■ **Excerpt provided**

• • • • •

14 July 2010
Almost half of the inmates in Russia’s notorious prison system are ill, many infected with HIV or with tuberculosis, the country’s federal prison service said late yesterday.
Of Russia’s 846,000 prisoners, the overwhelming majority of whom are men, just under half are ill, including 55,000 infected with HIV, highlighting the country’s AIDS epidemic which Moscow blames on drug users who inject heroin from nearby Afghanistan.
On its official website, the service’s deputy head, Nikolai Krivolapov, said 40,000 inmates have tuberculosis, 67,500 suffer mental disorders, and 15,000 have syphilis.
“The big picture remains abysmal,” Krivolapov told journalists late yesterday, adding that the numbers have not significantly changed compared to a year ago.
Russia’s crowded, poorly managed prison system came under scrutiny late last year when it admitted to being partly guilty for the death of jailed lawyer Sergei Magnitsky.

• • • • •

■ **Tasks to carry out**
[A] Which illnesses does the report on sickness in Russia's prisons give an inmate count for, and what is each count?
[B] Carry the report on sickness in Russia's prisons forward from its final sentence.

■ **The data**
• • • • •

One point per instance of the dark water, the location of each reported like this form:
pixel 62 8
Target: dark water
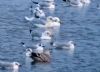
pixel 81 25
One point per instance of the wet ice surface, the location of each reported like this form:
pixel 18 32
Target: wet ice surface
pixel 78 24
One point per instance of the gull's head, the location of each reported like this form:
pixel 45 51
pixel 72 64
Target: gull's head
pixel 56 19
pixel 28 52
pixel 16 65
pixel 70 42
pixel 71 45
pixel 53 44
pixel 40 48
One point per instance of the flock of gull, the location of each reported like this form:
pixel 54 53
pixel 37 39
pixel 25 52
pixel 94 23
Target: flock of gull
pixel 39 52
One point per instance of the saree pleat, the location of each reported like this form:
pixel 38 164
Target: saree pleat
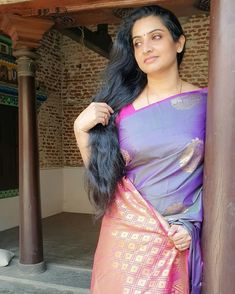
pixel 134 253
pixel 163 147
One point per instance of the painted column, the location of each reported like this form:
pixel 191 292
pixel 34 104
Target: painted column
pixel 31 245
pixel 219 178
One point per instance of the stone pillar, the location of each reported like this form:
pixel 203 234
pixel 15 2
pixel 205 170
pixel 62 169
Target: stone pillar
pixel 219 176
pixel 31 245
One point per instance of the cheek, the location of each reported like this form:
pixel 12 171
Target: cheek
pixel 137 57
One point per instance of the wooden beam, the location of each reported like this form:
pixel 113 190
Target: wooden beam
pixel 180 7
pixel 24 32
pixel 99 41
pixel 219 175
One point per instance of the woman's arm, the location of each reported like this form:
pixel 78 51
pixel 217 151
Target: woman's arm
pixel 95 113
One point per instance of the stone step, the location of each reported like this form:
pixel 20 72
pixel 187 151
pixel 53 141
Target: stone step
pixel 56 279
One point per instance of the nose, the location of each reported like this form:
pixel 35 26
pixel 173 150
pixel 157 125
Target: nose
pixel 147 47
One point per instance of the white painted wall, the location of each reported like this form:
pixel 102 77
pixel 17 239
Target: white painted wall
pixel 9 213
pixel 62 189
pixel 75 196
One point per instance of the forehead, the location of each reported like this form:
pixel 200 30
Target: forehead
pixel 147 24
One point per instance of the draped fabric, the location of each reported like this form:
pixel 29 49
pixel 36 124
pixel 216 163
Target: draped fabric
pixel 163 147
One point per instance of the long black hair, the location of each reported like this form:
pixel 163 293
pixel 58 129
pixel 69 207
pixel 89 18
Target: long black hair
pixel 122 82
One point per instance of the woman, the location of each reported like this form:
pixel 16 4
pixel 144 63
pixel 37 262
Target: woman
pixel 142 141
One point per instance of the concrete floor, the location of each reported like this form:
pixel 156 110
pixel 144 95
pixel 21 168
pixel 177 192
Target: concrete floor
pixel 69 244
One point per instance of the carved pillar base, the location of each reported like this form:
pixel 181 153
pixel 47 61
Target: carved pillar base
pixel 31 245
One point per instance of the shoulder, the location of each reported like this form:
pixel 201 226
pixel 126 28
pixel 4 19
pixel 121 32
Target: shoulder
pixel 187 87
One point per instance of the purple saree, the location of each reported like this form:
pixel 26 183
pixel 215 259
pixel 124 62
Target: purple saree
pixel 163 146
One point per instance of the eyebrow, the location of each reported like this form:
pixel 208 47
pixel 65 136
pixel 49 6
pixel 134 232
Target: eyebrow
pixel 148 33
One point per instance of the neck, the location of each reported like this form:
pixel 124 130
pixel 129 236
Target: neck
pixel 164 84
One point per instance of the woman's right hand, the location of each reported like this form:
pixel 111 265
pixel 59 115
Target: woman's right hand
pixel 95 113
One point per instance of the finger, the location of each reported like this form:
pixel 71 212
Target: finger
pixel 173 229
pixel 105 106
pixel 181 247
pixel 103 119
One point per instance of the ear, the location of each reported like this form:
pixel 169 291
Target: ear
pixel 180 44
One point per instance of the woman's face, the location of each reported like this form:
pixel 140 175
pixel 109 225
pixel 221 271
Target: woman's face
pixel 154 48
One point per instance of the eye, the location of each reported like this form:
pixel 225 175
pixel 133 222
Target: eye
pixel 137 44
pixel 156 37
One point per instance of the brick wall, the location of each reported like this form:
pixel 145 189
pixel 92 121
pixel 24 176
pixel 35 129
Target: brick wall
pixel 194 68
pixel 75 78
pixel 50 112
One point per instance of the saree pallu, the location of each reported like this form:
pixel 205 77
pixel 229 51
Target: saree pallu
pixel 163 147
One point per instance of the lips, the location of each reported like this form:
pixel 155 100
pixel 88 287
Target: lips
pixel 150 59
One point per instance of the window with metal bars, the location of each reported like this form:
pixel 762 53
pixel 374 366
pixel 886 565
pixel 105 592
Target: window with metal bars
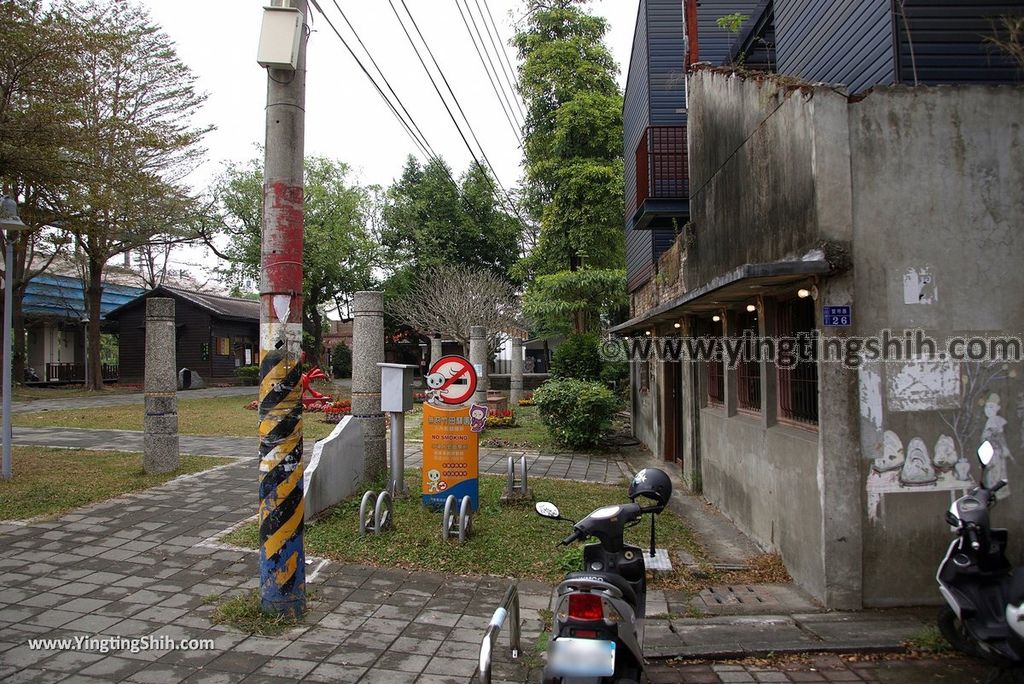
pixel 715 368
pixel 798 385
pixel 748 372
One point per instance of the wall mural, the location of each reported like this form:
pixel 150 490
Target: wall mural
pixel 906 463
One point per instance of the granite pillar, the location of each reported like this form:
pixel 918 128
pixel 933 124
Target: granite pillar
pixel 368 351
pixel 478 357
pixel 515 382
pixel 160 451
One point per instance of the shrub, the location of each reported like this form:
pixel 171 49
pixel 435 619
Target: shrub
pixel 577 413
pixel 249 375
pixel 341 360
pixel 579 357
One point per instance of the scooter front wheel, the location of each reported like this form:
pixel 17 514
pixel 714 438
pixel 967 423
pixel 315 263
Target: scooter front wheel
pixel 955 633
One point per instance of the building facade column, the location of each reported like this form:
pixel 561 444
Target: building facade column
pixel 368 351
pixel 160 441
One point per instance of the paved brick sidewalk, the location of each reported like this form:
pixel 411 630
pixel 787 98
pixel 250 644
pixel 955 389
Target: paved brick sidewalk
pixel 138 566
pixel 610 469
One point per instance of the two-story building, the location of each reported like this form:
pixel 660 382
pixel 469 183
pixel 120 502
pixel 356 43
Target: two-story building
pixel 834 173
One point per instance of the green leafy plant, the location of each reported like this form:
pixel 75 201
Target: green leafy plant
pixel 577 413
pixel 248 375
pixel 578 357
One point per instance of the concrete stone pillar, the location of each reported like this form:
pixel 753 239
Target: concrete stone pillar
pixel 160 441
pixel 368 351
pixel 515 382
pixel 435 349
pixel 478 357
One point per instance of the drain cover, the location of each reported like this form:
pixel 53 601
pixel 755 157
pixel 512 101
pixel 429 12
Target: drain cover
pixel 737 595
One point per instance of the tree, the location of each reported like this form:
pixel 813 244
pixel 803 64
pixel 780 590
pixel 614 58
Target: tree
pixel 338 252
pixel 451 299
pixel 573 158
pixel 136 142
pixel 40 94
pixel 429 221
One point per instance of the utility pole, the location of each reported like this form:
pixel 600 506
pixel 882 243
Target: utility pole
pixel 281 489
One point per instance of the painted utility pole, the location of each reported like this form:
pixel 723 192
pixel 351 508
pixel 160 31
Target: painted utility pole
pixel 281 489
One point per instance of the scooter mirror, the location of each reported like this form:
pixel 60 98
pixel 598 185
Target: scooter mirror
pixel 985 453
pixel 547 509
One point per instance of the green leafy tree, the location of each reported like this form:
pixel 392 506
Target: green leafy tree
pixel 338 251
pixel 573 160
pixel 134 142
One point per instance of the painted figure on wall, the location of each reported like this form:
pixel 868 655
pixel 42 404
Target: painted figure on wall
pixel 994 432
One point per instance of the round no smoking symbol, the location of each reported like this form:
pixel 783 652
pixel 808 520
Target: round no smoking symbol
pixel 452 380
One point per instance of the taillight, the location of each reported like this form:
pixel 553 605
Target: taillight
pixel 586 606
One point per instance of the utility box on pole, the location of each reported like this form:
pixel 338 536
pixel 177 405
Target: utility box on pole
pixel 280 37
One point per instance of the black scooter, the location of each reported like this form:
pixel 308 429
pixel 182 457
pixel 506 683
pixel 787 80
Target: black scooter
pixel 984 615
pixel 599 614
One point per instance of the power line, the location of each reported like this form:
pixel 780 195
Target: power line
pixel 421 144
pixel 384 78
pixel 503 57
pixel 455 98
pixel 516 126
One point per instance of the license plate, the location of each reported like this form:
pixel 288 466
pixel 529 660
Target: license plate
pixel 583 657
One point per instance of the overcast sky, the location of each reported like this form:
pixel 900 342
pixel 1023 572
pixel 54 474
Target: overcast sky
pixel 345 118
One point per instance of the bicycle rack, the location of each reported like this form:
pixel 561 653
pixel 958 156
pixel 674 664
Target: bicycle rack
pixel 516 488
pixel 380 517
pixel 509 604
pixel 457 524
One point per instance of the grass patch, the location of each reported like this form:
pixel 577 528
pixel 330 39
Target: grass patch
pixel 36 393
pixel 246 612
pixel 507 540
pixel 929 640
pixel 222 416
pixel 50 481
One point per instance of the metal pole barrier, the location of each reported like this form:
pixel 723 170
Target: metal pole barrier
pixel 510 604
pixel 8 304
pixel 397 453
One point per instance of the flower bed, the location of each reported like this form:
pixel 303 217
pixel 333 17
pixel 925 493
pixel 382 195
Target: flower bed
pixel 501 419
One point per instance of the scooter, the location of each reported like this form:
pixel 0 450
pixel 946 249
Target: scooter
pixel 984 615
pixel 599 613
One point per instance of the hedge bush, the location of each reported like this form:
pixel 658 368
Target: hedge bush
pixel 249 375
pixel 578 357
pixel 578 413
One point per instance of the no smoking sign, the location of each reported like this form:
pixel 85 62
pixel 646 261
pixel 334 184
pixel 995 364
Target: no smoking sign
pixel 452 380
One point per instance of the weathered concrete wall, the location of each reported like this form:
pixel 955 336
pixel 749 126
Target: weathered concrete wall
pixel 752 148
pixel 766 482
pixel 937 177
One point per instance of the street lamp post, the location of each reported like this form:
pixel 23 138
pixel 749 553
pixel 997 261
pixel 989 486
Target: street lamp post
pixel 9 221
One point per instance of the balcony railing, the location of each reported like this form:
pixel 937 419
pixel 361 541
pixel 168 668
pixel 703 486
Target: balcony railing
pixel 76 372
pixel 662 166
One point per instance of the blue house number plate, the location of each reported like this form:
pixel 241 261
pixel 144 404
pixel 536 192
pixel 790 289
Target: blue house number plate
pixel 838 315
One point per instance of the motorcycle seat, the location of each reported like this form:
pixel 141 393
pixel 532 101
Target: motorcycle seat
pixel 1016 593
pixel 612 579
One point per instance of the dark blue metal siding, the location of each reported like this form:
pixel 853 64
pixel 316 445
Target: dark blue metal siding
pixel 837 41
pixel 636 115
pixel 666 57
pixel 949 46
pixel 714 43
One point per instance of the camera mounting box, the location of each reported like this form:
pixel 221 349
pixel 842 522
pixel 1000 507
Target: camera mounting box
pixel 280 38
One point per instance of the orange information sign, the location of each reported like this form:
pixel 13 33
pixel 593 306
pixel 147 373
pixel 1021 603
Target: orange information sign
pixel 451 455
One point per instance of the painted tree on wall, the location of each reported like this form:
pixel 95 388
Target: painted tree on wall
pixel 573 154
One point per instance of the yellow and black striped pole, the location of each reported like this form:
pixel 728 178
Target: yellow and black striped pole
pixel 281 505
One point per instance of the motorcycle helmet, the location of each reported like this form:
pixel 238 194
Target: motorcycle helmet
pixel 652 483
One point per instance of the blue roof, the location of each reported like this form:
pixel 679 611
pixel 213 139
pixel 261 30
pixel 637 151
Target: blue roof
pixel 62 297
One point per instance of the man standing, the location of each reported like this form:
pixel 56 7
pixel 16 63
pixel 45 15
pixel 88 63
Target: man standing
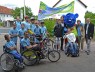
pixel 89 31
pixel 79 28
pixel 18 23
pixel 14 33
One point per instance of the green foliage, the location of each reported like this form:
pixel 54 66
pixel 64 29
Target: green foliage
pixel 91 16
pixel 49 23
pixel 16 12
pixel 1 23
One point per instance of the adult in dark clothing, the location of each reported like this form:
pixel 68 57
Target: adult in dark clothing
pixel 89 31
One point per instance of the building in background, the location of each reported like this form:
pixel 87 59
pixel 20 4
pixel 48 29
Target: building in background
pixel 79 7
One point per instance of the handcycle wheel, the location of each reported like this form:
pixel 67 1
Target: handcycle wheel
pixel 29 57
pixel 49 43
pixel 53 56
pixel 7 62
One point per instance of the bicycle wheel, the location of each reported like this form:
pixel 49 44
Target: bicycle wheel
pixel 50 43
pixel 29 57
pixel 54 56
pixel 7 62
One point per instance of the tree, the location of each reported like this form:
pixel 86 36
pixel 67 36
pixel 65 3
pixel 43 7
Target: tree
pixel 91 16
pixel 16 12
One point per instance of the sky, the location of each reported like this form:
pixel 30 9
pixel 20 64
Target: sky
pixel 34 4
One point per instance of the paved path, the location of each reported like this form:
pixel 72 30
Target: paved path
pixel 84 63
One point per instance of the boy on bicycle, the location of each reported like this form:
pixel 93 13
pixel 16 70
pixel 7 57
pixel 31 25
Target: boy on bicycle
pixel 43 30
pixel 14 33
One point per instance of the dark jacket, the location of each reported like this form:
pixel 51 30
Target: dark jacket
pixel 90 30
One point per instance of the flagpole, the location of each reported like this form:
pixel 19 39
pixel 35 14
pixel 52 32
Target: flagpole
pixel 24 9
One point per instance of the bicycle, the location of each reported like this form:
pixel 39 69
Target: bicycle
pixel 32 57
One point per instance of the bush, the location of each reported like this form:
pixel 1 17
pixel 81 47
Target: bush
pixel 49 23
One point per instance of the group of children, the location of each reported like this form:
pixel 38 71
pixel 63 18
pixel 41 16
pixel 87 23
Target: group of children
pixel 23 30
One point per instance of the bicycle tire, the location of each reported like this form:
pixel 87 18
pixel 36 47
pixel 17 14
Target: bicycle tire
pixel 52 54
pixel 27 57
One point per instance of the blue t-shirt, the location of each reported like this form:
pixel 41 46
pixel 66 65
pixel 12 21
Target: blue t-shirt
pixel 12 32
pixel 18 24
pixel 21 32
pixel 27 25
pixel 37 31
pixel 25 42
pixel 79 30
pixel 43 31
pixel 32 27
pixel 9 45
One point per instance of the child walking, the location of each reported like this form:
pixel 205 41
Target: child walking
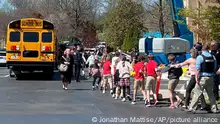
pixel 96 74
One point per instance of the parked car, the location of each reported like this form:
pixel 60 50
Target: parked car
pixel 2 58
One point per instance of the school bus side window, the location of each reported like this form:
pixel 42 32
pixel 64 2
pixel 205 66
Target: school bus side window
pixel 14 36
pixel 47 37
pixel 31 37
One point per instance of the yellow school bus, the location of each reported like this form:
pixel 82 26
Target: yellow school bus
pixel 30 46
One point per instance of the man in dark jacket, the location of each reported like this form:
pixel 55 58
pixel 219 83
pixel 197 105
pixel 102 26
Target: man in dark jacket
pixel 78 63
pixel 215 52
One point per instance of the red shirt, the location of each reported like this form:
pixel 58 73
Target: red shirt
pixel 107 67
pixel 150 68
pixel 137 68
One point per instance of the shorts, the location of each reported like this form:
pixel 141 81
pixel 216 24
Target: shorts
pixel 139 84
pixel 124 82
pixel 151 83
pixel 172 84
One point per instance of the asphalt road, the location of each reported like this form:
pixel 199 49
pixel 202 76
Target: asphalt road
pixel 35 100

• • • • •

■ **Responses in order**
[A]
- HIV: 55,000
- Tuberculosis: 40,000
- Mental disorders: 67,500
- Syphilis: 15,000

[B]
Lawyers for the 37–year–old, who was an adviser to Hermitage, once the biggest equity investment fund in Russia, said he was kept in custody illegally and not given proper medical treatment in prison despite repeated requests.
Krivolapov blamed outdated medical equipment for disease and health problems at the prisons, saying three–quarters were obsolete.
Health campaigners have also blamed Russians prisons for the emergence of drug–resistant tuberculosis in recent decades, as inmates fail to complete courses of medication.